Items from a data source
· · · ·

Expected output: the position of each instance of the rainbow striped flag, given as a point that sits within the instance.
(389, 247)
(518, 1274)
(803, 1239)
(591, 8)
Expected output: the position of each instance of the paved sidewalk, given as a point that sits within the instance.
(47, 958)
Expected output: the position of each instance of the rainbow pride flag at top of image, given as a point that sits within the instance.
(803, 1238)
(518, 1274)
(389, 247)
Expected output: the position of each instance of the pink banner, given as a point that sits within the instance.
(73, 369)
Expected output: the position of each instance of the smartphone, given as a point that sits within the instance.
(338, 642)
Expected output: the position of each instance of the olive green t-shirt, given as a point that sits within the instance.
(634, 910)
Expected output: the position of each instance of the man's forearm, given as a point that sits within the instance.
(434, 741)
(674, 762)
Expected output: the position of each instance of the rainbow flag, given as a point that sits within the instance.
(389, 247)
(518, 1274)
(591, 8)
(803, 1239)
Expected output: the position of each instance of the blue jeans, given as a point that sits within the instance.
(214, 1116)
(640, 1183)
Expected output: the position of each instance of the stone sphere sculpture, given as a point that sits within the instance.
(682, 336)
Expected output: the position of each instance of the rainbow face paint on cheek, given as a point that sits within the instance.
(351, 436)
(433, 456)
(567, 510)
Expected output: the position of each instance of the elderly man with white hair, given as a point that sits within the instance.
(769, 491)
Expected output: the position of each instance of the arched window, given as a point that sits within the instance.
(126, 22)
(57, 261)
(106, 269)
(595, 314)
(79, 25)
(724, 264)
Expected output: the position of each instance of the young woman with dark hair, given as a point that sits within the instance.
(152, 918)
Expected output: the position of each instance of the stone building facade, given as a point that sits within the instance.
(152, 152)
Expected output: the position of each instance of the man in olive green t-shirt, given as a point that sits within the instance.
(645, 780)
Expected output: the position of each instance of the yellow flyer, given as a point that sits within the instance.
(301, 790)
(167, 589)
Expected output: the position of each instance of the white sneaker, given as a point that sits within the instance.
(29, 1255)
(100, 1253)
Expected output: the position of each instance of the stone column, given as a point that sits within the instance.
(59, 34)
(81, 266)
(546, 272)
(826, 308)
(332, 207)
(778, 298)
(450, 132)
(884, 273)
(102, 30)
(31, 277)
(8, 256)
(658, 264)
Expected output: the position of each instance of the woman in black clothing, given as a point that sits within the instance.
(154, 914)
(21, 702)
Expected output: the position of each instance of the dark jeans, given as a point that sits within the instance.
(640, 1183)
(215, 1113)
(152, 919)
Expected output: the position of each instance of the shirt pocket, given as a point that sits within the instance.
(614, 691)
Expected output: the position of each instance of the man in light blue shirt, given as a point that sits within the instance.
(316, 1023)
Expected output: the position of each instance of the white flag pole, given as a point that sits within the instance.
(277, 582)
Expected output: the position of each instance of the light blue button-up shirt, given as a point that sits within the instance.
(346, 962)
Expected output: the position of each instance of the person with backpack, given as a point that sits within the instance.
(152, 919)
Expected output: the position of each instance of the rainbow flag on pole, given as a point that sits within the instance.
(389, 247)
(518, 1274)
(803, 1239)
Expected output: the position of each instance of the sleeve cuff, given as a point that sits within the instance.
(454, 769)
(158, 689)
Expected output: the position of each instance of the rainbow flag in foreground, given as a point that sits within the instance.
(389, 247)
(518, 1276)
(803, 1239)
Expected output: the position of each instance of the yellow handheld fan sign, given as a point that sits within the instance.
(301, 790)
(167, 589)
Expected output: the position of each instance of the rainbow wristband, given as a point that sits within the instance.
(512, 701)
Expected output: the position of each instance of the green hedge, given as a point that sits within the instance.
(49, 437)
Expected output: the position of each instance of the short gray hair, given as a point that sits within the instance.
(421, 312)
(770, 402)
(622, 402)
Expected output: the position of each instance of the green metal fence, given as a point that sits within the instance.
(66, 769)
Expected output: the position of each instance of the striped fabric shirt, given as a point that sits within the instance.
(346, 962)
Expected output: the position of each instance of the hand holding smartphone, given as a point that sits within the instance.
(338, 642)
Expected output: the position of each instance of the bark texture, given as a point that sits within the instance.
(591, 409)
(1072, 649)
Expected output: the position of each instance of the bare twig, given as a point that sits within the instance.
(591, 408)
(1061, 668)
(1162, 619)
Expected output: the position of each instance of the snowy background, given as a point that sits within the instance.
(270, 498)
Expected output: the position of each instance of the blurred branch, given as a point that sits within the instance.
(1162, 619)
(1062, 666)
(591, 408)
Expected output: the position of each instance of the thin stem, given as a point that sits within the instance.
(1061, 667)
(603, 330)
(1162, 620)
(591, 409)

· · · ·

• [TASK]
Retype each record exactly, leaving nothing out.

• [EXPECTED ANSWER]
Expected output: the position of each instance of the rainbow striped flag, given as a point that sits within the instance.
(389, 247)
(518, 1274)
(803, 1239)
(591, 8)
Expected output: the position of each instance of the paved sidewalk, given as a point that sits within the instance.
(47, 958)
Expected output: the position of each instance of the rainbow pride flag at top of image, given as a point that sits within the instance.
(803, 1238)
(518, 1274)
(389, 247)
Expected output: the position of each instance of the pink banner, given as a point that sits within the instance.
(73, 369)
Expected output: the position of each instance of the smartphone, given as a point that sits within the instance.
(338, 642)
Expected output: the position of each instance of the olive green t-shirt, given as a point that sits within the instance.
(634, 910)
Expected output: the position of each instance of the man's forearm, given as a point that sits within the instance.
(434, 741)
(674, 762)
Expected output: the position of each instance of the rainbow flag, given as a point that sits within the instance.
(389, 247)
(518, 1274)
(591, 8)
(803, 1239)
Expected output: the position of each instance of the blue jeans, given as a point that sits within the instance.
(214, 1116)
(640, 1183)
Expected output: the position of each instance of the stone sphere sculpture, given as a point that sits within the instance.
(682, 336)
Expected output: the position of each instance of the rainbow face paint on cheek, given as a point that sits within the instance.
(351, 436)
(433, 456)
(567, 510)
Expected output: the position of each instance of the elderly man with white hair, given as a point that sits within the instance.
(769, 491)
Expected output: the position of each instance of the arched window, given as a point that sits within the instance.
(126, 22)
(57, 261)
(106, 269)
(595, 314)
(79, 25)
(724, 264)
Expected output: the position of each instance of the young woman with dark hair, given as a point that sits within the instance.
(152, 918)
Expected output: the position of each instance of the stone building facade, given as a point that sits within the instance.
(152, 152)
Expected output: the position of each instance of the man in olive green t-shirt, given as a point that sits within the instance.
(645, 780)
Expected output: the position of each instance of the yellow flyer, given as a point that sits within the instance.
(301, 790)
(167, 589)
Expected output: the position of each instance of the white sneaker, given as a point that sits within the instance.
(29, 1255)
(100, 1253)
Expected output: the position of each instance of the stone column, given as a point that sits within the instance.
(59, 34)
(81, 266)
(546, 272)
(826, 308)
(332, 207)
(778, 298)
(450, 132)
(884, 273)
(102, 30)
(31, 277)
(8, 256)
(658, 264)
Expected output: the position of each instance of the woman in black clothing, given as a point that sits within the instance.
(154, 914)
(21, 702)
Expected output: the position of each instance of the dark jeans, given as a point that sits within the instance.
(640, 1183)
(215, 1113)
(152, 919)
Expected output: the position of each instance of the shirt pocket, given as a point that sits within the instance.
(614, 691)
Expected output: the position of each instance of the man in light blue shirt, given as a point that sits within the instance.
(316, 1023)
Expected output: the position of each instance of the white flag pole, given as a point that sits within the instance.
(277, 582)
Expected output: the position of each instance of the light blue button-up shirt, given as a point that sits within the instance.
(346, 962)
Expected output: the position of each instance of the person with backpack, given as a point that sits within the instance.
(152, 919)
Expected output: the position of each instance of the rainbow flag on pole, given as a point that sits within the instance.
(389, 247)
(518, 1274)
(803, 1239)
Expected output: the position of each instance of the sleeve cuff, given as a point that sits within the instance.
(454, 769)
(158, 689)
Expected output: the position of each instance of the rainbow flag in foreground, given as a point that sits within the instance.
(389, 247)
(518, 1276)
(803, 1239)
Expected output: the position of each instance of the yellow handheld fan sign, given as a point that sits within the instance.
(301, 790)
(167, 589)
Expected output: the position of each instance of the rainbow wristband, given as a point that sits within the instance.
(512, 701)
Expected output: the position of each instance of the green hedge, given as a point that sits within the instance.
(49, 437)
Expected output: the position of each instance of the short gray hair, given as a point that sits within the instance.
(421, 312)
(770, 402)
(622, 402)
Expected output: the position of each instance of the green metal fence, given as a point that sits within the instance.
(66, 769)
Expected output: the position of each instance of the striped fabric shirt, given as a point that sits within the instance.
(346, 962)
Expected output: the position of each instance of the hand holding smartphone, given as a point that sits within the instance.
(338, 642)
Expected output: the position of each instance of the bark texture, given as a point that sits within the instance.
(591, 409)
(1072, 649)
Expected output: the position of each instance of the bare twig, given as a point that sits within the instance.
(591, 408)
(1061, 668)
(1162, 619)
Expected output: the position of each instance of the snowy background, given as a point that sits within the instance.
(270, 498)
Expected output: the position of each instance of the blurred branch, given as a point that sits within the instance.
(1162, 619)
(1062, 666)
(591, 408)
Expected output: the position of each instance of the thin stem, given as a point that sits within the instance.
(1061, 667)
(603, 330)
(1162, 620)
(591, 409)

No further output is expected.